▶ [Stated problem]:
Reproduce every line of the entries below, starting at the line that has "Could you please locate the sky" and ending after the last line of the entries. In the answer coordinates that follow each "Target:" line, multiply every number by 0.8 and round to a whole number, with halves rounded up; leave all other lines unchanged.

== Items ==

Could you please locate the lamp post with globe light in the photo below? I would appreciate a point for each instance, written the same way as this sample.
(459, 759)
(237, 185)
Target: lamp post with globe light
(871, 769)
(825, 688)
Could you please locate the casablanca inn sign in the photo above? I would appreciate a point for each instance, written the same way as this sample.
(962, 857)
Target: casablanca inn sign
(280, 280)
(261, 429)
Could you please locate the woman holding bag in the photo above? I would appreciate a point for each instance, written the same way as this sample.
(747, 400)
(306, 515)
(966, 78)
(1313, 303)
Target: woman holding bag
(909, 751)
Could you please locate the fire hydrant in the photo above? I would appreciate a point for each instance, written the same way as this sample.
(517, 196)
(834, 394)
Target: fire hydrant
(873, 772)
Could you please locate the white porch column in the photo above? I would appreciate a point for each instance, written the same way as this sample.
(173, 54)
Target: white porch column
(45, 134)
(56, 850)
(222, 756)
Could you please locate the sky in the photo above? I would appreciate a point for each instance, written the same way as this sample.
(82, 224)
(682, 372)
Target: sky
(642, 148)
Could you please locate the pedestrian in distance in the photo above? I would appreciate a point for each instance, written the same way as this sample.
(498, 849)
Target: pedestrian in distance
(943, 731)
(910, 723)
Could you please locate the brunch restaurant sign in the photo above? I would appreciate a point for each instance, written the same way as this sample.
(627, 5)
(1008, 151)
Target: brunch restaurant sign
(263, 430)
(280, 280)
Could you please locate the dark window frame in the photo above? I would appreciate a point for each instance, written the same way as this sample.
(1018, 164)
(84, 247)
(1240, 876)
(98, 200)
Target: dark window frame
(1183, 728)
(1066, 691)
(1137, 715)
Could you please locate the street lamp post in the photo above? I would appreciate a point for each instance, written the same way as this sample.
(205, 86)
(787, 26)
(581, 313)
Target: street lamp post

===

▶ [Task output]:
Could you please locate the sky in the photo above? I would appreciate a point for each instance, written the same way as this sample.
(82, 224)
(682, 372)
Target: sky
(514, 118)
Could you please locate the pedestrian in distance in the photo above? I would appreciate a point for each instance, written the same way as this sample.
(498, 849)
Target: pedestrian in distance
(754, 585)
(728, 578)
Could you please locate the brunch restaurant sign in the photo above? I would appreciate a point for each instance, written the same way as this sample.
(627, 5)
(1008, 151)
Target: brunch restaurant sign
(210, 344)
(224, 224)
Could you please locate the dark window frame in the photo above? I would appreciate a point for each instance, written the same way as this sample.
(1018, 164)
(84, 247)
(1240, 876)
(98, 200)
Target: dark window frame
(946, 582)
(853, 553)
(910, 572)
Could you please locate the street lamp post in the photo above? I would appreciate a point for each instance, written the same way as this sample.
(205, 86)
(787, 26)
(581, 313)
Target: street lamp post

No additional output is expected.